[Problem description] An exact copy of all the data is required, with pictures left out.

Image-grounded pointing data
*** Block opens ***

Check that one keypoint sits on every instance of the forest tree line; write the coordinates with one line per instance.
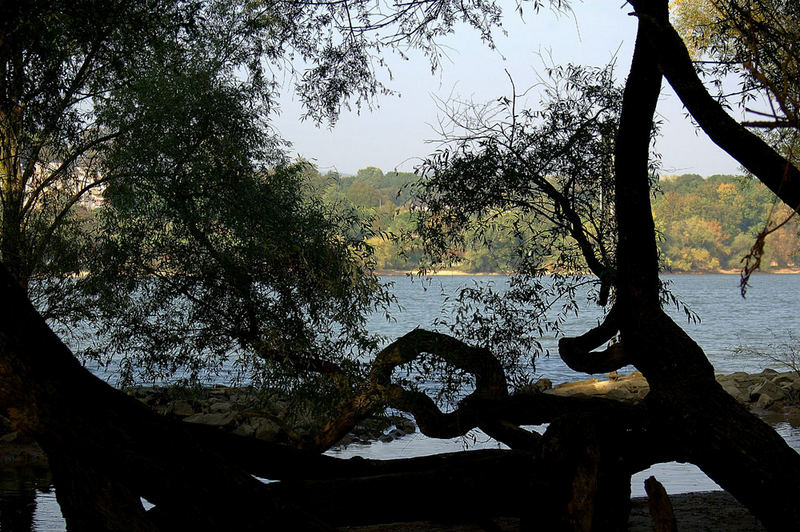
(705, 224)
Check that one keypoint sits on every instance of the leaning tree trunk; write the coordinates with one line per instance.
(708, 427)
(106, 450)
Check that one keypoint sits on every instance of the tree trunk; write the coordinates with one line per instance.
(706, 425)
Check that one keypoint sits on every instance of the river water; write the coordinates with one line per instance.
(763, 322)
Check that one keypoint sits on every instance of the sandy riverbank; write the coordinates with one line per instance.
(704, 511)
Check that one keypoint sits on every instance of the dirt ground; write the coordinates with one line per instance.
(696, 512)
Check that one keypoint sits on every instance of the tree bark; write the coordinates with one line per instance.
(107, 450)
(708, 427)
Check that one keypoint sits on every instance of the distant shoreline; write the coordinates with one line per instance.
(462, 273)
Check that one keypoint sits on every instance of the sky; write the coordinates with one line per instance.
(402, 130)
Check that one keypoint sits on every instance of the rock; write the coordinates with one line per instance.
(740, 394)
(222, 406)
(767, 389)
(181, 407)
(217, 419)
(765, 402)
(265, 429)
(245, 429)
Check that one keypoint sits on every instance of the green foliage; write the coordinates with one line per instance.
(711, 224)
(210, 247)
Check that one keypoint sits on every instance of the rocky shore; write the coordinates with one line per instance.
(773, 395)
(767, 393)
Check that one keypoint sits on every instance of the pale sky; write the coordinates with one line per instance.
(394, 135)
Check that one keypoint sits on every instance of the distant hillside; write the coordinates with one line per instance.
(705, 224)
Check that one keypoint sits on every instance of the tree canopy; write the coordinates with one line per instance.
(559, 164)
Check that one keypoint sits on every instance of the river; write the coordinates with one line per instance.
(765, 322)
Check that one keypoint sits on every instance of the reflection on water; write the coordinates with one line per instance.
(764, 319)
(21, 492)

*** Block closes ***

[Task solution]
Check that one keypoint sits on every instance of the forest tree line; write the coordinates with one line per instance.
(705, 224)
Check that one keypoint sits on every instance of the leaning tree trunk; write the coordinates with one line per instance.
(708, 427)
(106, 450)
Check that one keypoint sits on every instance of the tree trunk; write the coordinates with one line per instance.
(706, 425)
Check that one keypoint sits on every instance of the river water; write the coordinates with one line per instance.
(763, 322)
Check that one keypoint sits on every instance of the sandy riverbank; write the coordinates with one line per instance.
(704, 511)
Check that one keypoint sits on every instance of the dirt ground; write the coordinates with one line per instance.
(696, 512)
Check that one keypoint sits on every instance of the tree bark; write the coordinates with one line per instance.
(107, 450)
(708, 427)
Check that one keypoint sits on every instance of the distant shoreline; write the coordinates with one line per instance.
(462, 273)
Check that one keypoint sits on every instance of the sky; write the coordinates with one line per instance.
(402, 130)
Check that one keypoint sits on every instance of the rock; write the coordinates with one line per instance.
(740, 394)
(222, 406)
(767, 389)
(181, 407)
(217, 419)
(765, 402)
(265, 429)
(245, 429)
Check that one keypoint sits on every instance of the green foliage; write the coordinates with one line per instance.
(711, 224)
(210, 247)
Check that one keypoint sits on every instance of the rocky shore; write the coordinates with one line per instance.
(773, 395)
(767, 393)
Check that one keypoint sits on every instance of the pale sky; write the coordinates with one line per instance.
(394, 135)
Check that one keypoint sits on every instance of the distant hillside; write the coordinates with one line per instance.
(705, 224)
Check that one keypoint sits on every instance of the tree canopy; write the coordinates with one line per instance.
(559, 164)
Check that one keypoint sits on every instance of the river; write the coordinates with one line per instance.
(765, 322)
Check that one keypoint sits on every instance of the reflection on water; write the coordinates with one line per instance.
(764, 319)
(21, 492)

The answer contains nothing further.